*Task description:*
Print out every record below, exactly as written.
□ □ □ □
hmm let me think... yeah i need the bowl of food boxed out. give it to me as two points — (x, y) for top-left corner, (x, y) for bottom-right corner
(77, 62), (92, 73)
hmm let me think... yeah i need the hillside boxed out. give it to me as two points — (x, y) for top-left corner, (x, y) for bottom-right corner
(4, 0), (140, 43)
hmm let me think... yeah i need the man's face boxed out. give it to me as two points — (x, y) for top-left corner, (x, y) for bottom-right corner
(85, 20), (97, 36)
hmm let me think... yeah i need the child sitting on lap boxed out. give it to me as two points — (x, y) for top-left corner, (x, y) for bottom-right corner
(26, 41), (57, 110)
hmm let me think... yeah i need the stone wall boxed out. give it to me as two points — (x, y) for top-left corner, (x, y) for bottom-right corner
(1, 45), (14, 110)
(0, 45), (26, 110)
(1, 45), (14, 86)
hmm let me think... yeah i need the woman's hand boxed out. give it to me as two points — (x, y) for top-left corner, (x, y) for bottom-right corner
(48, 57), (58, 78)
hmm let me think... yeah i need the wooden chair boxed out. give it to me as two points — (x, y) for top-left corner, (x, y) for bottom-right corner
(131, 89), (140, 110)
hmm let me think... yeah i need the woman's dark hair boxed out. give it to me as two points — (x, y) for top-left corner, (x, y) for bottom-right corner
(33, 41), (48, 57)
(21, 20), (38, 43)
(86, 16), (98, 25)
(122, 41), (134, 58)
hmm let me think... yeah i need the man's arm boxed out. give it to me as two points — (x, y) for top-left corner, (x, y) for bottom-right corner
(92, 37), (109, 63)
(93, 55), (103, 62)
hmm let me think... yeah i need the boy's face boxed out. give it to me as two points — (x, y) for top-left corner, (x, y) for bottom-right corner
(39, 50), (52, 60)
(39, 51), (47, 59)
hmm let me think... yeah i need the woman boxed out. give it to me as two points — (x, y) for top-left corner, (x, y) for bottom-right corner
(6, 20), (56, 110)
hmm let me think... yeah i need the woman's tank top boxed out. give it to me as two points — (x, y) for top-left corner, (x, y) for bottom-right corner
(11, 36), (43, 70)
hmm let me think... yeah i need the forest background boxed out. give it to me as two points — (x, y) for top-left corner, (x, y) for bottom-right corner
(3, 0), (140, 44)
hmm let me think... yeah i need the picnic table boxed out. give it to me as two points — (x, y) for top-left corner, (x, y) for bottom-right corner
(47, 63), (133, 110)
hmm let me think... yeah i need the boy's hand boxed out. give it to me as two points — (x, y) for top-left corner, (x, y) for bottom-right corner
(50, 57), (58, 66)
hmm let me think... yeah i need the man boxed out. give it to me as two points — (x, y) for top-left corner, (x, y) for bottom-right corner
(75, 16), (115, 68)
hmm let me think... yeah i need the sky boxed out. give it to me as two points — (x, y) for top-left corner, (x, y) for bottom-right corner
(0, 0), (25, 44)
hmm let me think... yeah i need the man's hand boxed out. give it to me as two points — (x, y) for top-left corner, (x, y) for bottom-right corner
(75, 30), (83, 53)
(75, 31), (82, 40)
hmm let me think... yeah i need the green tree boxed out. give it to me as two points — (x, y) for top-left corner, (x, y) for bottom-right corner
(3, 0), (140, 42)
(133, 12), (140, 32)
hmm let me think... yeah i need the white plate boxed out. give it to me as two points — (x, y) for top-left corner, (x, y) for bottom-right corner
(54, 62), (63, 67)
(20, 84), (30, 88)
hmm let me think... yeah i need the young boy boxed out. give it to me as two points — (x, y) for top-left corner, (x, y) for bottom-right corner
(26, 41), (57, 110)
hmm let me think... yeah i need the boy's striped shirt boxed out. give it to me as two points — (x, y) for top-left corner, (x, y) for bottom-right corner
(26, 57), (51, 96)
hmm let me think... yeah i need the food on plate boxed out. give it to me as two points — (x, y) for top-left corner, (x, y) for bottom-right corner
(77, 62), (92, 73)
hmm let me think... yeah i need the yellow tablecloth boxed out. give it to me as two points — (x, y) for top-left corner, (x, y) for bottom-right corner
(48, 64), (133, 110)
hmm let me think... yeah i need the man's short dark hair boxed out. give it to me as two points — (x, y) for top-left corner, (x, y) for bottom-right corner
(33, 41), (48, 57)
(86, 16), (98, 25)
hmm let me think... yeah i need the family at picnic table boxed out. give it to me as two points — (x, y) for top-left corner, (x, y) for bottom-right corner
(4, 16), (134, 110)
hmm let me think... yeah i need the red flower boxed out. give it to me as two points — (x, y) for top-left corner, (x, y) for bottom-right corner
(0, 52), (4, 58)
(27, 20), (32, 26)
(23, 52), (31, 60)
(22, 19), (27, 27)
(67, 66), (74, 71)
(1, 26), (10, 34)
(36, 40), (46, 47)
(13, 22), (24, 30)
□ □ □ □
*Result:*
hmm let me think... yeah i need the bowl of food boxed out. give it to me as two points — (x, y) for top-left corner, (x, y) for bottom-right corner
(77, 62), (92, 73)
hmm let me think... yeah i need the hillside boxed out. give it to me as two points — (x, y) for top-left corner, (x, y) for bottom-right corner
(4, 0), (140, 43)
hmm let me think... yeah i need the man's face boxed out. give it to me as two points — (x, y) for top-left corner, (x, y) for bottom-right corner
(85, 20), (97, 36)
hmm let me think... yeah i need the child sitting on lap boxed out. give it to me as two points — (x, y) for top-left corner, (x, y) for bottom-right corner
(26, 41), (57, 110)
hmm let me think... yeah i need the stone wall boxed out. give it to me as two points — (x, y) for top-left corner, (x, y) for bottom-right corner
(1, 45), (14, 110)
(0, 45), (26, 110)
(1, 45), (14, 86)
hmm let me think... yeah i need the woman's hand boxed out. give it to me as two points — (x, y) for top-left corner, (x, y) for bottom-right corner
(48, 57), (58, 78)
hmm let me think... yeah i need the wooden chair boxed out. give it to me as two points — (x, y) for top-left corner, (x, y) for bottom-right corner
(131, 89), (140, 110)
hmm let me think... yeah i need the woman's dark hair boxed out. give it to me as two points — (x, y) for top-left corner, (x, y) for bottom-right corner
(33, 41), (48, 57)
(21, 20), (38, 43)
(86, 16), (98, 25)
(122, 41), (134, 58)
hmm let me think... yeah i need the man's arm boxed out. give it to me as two points — (x, y) for top-left corner, (x, y) for bottom-right corner
(92, 37), (109, 63)
(93, 55), (103, 62)
hmm let me think... yeah i need the boy's face boxed out. give it to me as two points — (x, y) for top-left corner, (x, y) for bottom-right corner
(39, 50), (52, 60)
(39, 51), (47, 59)
hmm let me think... yeah i need the woman boxed out. give it to me as two points — (x, y) for top-left corner, (x, y) for bottom-right corner
(6, 20), (56, 110)
hmm let me think... yeah i need the woman's tank top boxed out. give it to me as two points — (x, y) for top-left corner, (x, y) for bottom-right corner
(11, 36), (43, 70)
hmm let me think... yeah i need the forest background boxed out. give it to me as two points — (x, y) for top-left corner, (x, y) for bottom-right corner
(3, 0), (140, 44)
hmm let me think... yeah i need the picnic table boxed out. give it to me as two points — (x, y) for top-left corner, (x, y) for bottom-right corner
(47, 63), (133, 110)
hmm let me think... yeah i need the boy's hand boxed out. give it to me as two points — (x, y) for top-left corner, (x, y) for bottom-right corner
(50, 57), (58, 66)
hmm let me think... yeah i need the man boxed out. give it to me as two points — (x, y) for top-left corner, (x, y) for bottom-right corner
(75, 16), (115, 68)
hmm let me think... yeah i need the sky boxed out. give it to me as two points — (x, y) for top-left corner, (x, y) for bottom-right corner
(0, 0), (25, 44)
hmm let me think... yeah i need the man's hand boxed out. give it to me as two points — (x, y) for top-left corner, (x, y) for bottom-right corner
(75, 30), (83, 53)
(75, 31), (82, 40)
hmm let me think... yeah i need the green tree boxed out. give it to me as two points — (x, y) for top-left corner, (x, y) for bottom-right corner
(3, 0), (140, 42)
(133, 12), (140, 32)
hmm let me think... yeah i need the white plate boxed out. give it to me as two points — (x, y) for top-left corner, (x, y) for bottom-right corner
(54, 62), (63, 67)
(20, 84), (30, 88)
hmm let me think... yeah i need the young boy boxed out. give it to me as two points — (x, y) for top-left corner, (x, y) for bottom-right corner
(26, 41), (57, 110)
hmm let me think... yeah i need the boy's striped shirt boxed out. give it to me as two points — (x, y) for top-left corner, (x, y) for bottom-right corner
(26, 57), (51, 96)
hmm let me think... yeah i need the food on plate boxed out. give it to me as two points — (x, y) for top-left corner, (x, y) for bottom-right corner
(77, 62), (92, 73)
hmm let me think... yeah i need the yellow tablecloth boxed out. give it to me as two points — (x, y) for top-left corner, (x, y) for bottom-right corner
(48, 64), (133, 110)
hmm let me think... yeah i need the man's short dark hair boxed out. give it to me as two points — (x, y) for top-left corner, (x, y) for bottom-right corner
(33, 41), (48, 57)
(86, 16), (98, 25)
hmm let me think... yeah i need the family at picnic table boxed out. give it to me as two points — (x, y) for top-left corner, (x, y) for bottom-right corner
(4, 16), (134, 110)
hmm let me think... yeah i need the red flower boxed out. give it to me as two points — (x, y) for top-left corner, (x, y) for bottom-right corner
(0, 52), (4, 58)
(27, 20), (32, 26)
(23, 52), (31, 60)
(22, 19), (27, 27)
(67, 66), (74, 71)
(1, 26), (10, 34)
(36, 40), (46, 47)
(13, 22), (24, 30)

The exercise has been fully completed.